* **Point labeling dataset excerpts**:
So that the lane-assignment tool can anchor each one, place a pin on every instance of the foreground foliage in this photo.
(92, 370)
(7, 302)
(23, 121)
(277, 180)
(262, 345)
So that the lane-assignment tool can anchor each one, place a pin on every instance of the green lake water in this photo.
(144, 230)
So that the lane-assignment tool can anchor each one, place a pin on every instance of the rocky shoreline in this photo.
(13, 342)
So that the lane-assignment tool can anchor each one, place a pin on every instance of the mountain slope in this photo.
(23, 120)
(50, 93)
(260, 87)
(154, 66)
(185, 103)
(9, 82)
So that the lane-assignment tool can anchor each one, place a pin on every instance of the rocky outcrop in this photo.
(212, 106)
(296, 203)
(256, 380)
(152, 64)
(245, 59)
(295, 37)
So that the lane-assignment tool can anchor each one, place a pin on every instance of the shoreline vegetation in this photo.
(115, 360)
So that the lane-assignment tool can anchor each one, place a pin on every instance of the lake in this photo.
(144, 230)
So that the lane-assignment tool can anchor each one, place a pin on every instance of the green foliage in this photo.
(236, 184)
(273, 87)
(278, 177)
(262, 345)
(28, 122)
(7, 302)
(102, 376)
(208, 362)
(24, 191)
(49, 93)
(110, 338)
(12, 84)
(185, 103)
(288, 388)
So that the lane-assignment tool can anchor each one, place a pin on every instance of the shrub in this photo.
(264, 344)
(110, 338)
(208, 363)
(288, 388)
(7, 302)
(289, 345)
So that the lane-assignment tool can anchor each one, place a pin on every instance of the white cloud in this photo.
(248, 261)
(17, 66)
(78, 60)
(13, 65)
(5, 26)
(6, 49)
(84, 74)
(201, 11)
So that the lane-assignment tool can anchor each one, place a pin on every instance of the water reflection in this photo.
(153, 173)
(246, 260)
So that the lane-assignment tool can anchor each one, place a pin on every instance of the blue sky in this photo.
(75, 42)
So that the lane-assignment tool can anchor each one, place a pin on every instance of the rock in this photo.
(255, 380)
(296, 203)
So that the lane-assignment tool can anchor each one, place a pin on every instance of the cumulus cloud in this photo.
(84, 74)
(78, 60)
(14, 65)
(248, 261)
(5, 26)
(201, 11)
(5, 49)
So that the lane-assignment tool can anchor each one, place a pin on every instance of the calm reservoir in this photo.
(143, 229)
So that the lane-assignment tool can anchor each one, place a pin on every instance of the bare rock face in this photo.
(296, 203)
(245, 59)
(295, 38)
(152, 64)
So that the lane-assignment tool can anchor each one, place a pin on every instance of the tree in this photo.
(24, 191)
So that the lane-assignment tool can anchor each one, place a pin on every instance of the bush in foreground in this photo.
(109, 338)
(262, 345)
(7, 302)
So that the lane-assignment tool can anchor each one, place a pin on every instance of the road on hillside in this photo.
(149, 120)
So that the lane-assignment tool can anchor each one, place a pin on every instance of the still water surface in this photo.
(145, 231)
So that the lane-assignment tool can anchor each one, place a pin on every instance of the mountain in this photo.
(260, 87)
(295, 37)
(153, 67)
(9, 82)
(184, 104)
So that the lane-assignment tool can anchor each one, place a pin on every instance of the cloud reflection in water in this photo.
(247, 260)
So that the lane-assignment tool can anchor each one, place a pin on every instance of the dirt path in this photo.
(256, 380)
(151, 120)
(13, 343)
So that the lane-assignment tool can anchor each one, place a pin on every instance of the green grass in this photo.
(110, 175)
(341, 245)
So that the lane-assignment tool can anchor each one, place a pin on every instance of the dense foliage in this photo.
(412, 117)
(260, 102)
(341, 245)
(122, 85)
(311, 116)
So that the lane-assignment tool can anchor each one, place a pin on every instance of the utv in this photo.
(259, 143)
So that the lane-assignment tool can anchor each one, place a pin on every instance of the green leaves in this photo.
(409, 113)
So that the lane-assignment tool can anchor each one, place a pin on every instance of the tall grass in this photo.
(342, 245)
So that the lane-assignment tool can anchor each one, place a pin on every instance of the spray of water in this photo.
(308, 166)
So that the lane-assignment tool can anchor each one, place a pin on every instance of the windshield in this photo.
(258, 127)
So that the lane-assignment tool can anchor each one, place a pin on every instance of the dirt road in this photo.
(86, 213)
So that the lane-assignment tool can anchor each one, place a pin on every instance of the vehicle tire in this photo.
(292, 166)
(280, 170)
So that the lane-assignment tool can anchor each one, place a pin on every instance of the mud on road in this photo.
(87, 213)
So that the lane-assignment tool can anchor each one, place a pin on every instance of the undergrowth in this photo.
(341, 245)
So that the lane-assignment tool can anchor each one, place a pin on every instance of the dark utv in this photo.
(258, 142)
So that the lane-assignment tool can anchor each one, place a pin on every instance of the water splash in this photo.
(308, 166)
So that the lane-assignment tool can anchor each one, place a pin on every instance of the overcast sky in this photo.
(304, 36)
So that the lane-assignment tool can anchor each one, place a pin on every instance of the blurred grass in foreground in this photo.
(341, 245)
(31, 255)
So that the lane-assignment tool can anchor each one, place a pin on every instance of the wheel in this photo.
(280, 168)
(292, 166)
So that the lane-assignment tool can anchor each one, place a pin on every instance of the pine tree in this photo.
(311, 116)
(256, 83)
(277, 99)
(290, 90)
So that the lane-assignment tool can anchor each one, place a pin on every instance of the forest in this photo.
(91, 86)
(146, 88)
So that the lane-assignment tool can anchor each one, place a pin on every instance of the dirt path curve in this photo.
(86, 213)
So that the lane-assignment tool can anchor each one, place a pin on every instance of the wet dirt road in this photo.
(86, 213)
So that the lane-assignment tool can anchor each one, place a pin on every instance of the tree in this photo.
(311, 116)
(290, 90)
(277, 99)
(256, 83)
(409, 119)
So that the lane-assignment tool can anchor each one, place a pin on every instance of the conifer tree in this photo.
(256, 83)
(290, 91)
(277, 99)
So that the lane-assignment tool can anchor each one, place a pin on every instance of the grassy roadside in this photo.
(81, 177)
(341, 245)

* **DIRECTIONS FOR THIS TASK**: From the records above, extract each line exactly as shown.

* **RESPONSE TO THE EXERCISE**:
So that the lane-assignment tool can anchor each one, place a pin on every instance of the foreground foliage in this photo.
(92, 370)
(7, 302)
(23, 121)
(277, 180)
(262, 345)
So that the lane-assignment tool can anchor each one, place a pin on every instance of the green lake water in this photo.
(144, 230)
So that the lane-assignment tool can anchor each one, place a pin on every instance of the rocky shoreline in this photo.
(13, 342)
So that the lane-assignment tool can anchor each one, place a pin on every instance of the mountain slope in this photo.
(23, 120)
(50, 93)
(260, 87)
(154, 66)
(185, 103)
(9, 82)
So that the lane-assignment tool can anchor each one, place a pin on every instance of the rocky outcrop in this photo.
(212, 106)
(296, 203)
(256, 380)
(152, 64)
(245, 59)
(295, 37)
So that the lane-assignment tool can anchor each one, place a pin on every instance of the shoreline vegetation in this photo.
(115, 360)
So that the lane-assignment tool can anchor each one, place a pin on every instance of the lake in this photo.
(144, 230)
So that the lane-assignment tool can anchor each one, place a pin on every instance of the green foliage in this photo.
(236, 184)
(273, 87)
(278, 177)
(262, 345)
(28, 122)
(7, 302)
(102, 376)
(208, 362)
(24, 191)
(49, 93)
(110, 338)
(12, 84)
(185, 103)
(288, 388)
So that the lane-assignment tool can anchor each one, place a pin on every instance of the shrub in this photo.
(264, 344)
(110, 338)
(208, 363)
(288, 388)
(7, 302)
(289, 345)
So that the lane-assignment tool can anchor each one, place a pin on every instance of the white cloud in this photo.
(248, 261)
(17, 66)
(78, 60)
(13, 65)
(5, 26)
(6, 49)
(84, 74)
(201, 11)
So that the lane-assignment tool can anchor each one, place a pin on every instance of the water reflection in this photo.
(153, 173)
(246, 260)
So that the lane-assignment tool can anchor each one, place a pin on every instance of the blue sky in this photo.
(75, 42)
So that the lane-assignment tool can anchor each one, place a pin on every instance of the rock in this photo.
(255, 380)
(296, 203)
So that the lane-assignment tool can anchor each one, place a pin on every instance of the cumulus cloud in this photo.
(84, 74)
(78, 60)
(14, 65)
(248, 261)
(5, 26)
(201, 11)
(5, 49)
So that the lane-assignment tool can anchor each one, place a pin on every instance of the calm reservoir in this photo.
(143, 229)
So that the lane-assignment tool can anchor each one, place a pin on every instance of the bare rock face in this photo.
(296, 203)
(245, 59)
(295, 38)
(152, 64)
So that the lane-assignment tool can anchor each one, place a pin on every instance of the tree in this photo.
(24, 191)
So that the lane-assignment tool can anchor each one, place a pin on every instance of the bush in foreground in this photo.
(109, 338)
(262, 345)
(7, 302)
So that the lane-assignment tool can anchor each one, place a pin on every instance of the road on hillside in this photo.
(149, 120)
So that the lane-assignment tool can anchor each one, place a pin on every instance of the still water surface in this photo.
(145, 231)
So that the lane-assignment tool can anchor each one, place a pin on every instance of the mountain in this photo.
(260, 87)
(295, 37)
(153, 67)
(9, 82)
(184, 104)
So that the lane-assignment tool can anchor each one, place a pin on every instance of the cloud reflection in water in this photo.
(247, 260)
So that the lane-assignment tool can anchor each one, place a pin on every instance of the dirt path in this photo.
(256, 380)
(151, 120)
(13, 343)
So that the lane-assignment tool can anchor each one, place a pin on every instance of the green grass in this photo.
(110, 175)
(341, 245)
So that the lane-assignment tool can anchor each one, place a pin on every instance of the dense foliage in this photo.
(412, 117)
(260, 102)
(341, 245)
(122, 85)
(311, 116)
So that the lane-assignment tool can anchor each one, place a pin on every instance of the utv in this photo.
(259, 143)
So that the lane-assignment tool can anchor each one, place a pin on every instance of the green leaves in this photo.
(409, 113)
So that the lane-assignment tool can anchor each one, place a pin on every instance of the tall grass in this photo.
(342, 245)
So that the lane-assignment tool can anchor each one, place a pin on every instance of the spray of water in this photo.
(308, 166)
So that the lane-assignment tool can anchor each one, place a pin on every instance of the windshield in this photo.
(258, 127)
So that the lane-assignment tool can anchor each one, place a pin on every instance of the dirt road in this photo.
(86, 213)
So that the lane-assignment tool can anchor each one, place a pin on every instance of the vehicle tire in this photo.
(292, 166)
(280, 170)
So that the lane-assignment tool can anchor each one, place a pin on every instance of the mud on road in this photo.
(87, 213)
So that the lane-assignment tool can anchor each one, place a pin on every instance of the undergrowth in this photo.
(341, 245)
So that the lane-assignment tool can anchor each one, place a pin on every instance of the dark utv in this photo.
(258, 142)
So that the lane-assignment tool can anchor each one, place a pin on every instance of the water splash in this photo.
(308, 166)
So that the lane-assignment tool can anchor each one, place a pin on every instance of the overcast sky in this photo.
(304, 36)
So that the lane-assignment tool can anchor each one, place a pin on every instance of the blurred grass in foreground in this photo.
(341, 245)
(31, 255)
So that the lane-assignment tool can anchor each one, place a pin on every instance of the wheel in this photo.
(280, 168)
(292, 166)
So that the lane-assignment tool can anchor each one, place a pin on every instance of the pine tree in this photo.
(311, 116)
(256, 83)
(277, 99)
(290, 90)
So that the lane-assignment tool can anchor each one, place a pin on every instance of the forest in this photo.
(91, 86)
(146, 88)
So that the lane-assignment tool can anchor each one, place a pin on every instance of the dirt path curve in this photo.
(86, 213)
So that the lane-assignment tool can anchor each one, place a pin on every instance of the wet dirt road in this photo.
(86, 213)
So that the lane-assignment tool can anchor each one, place a pin on every instance of the tree in this photo.
(311, 116)
(290, 90)
(277, 99)
(256, 83)
(409, 119)
So that the lane-assignment tool can anchor each one, place a pin on every instance of the conifer tree in this photo.
(256, 83)
(290, 91)
(277, 99)
So that the lane-assignment tool can anchor each one, place a pin on every instance of the grassy roadside in this photo.
(81, 177)
(341, 245)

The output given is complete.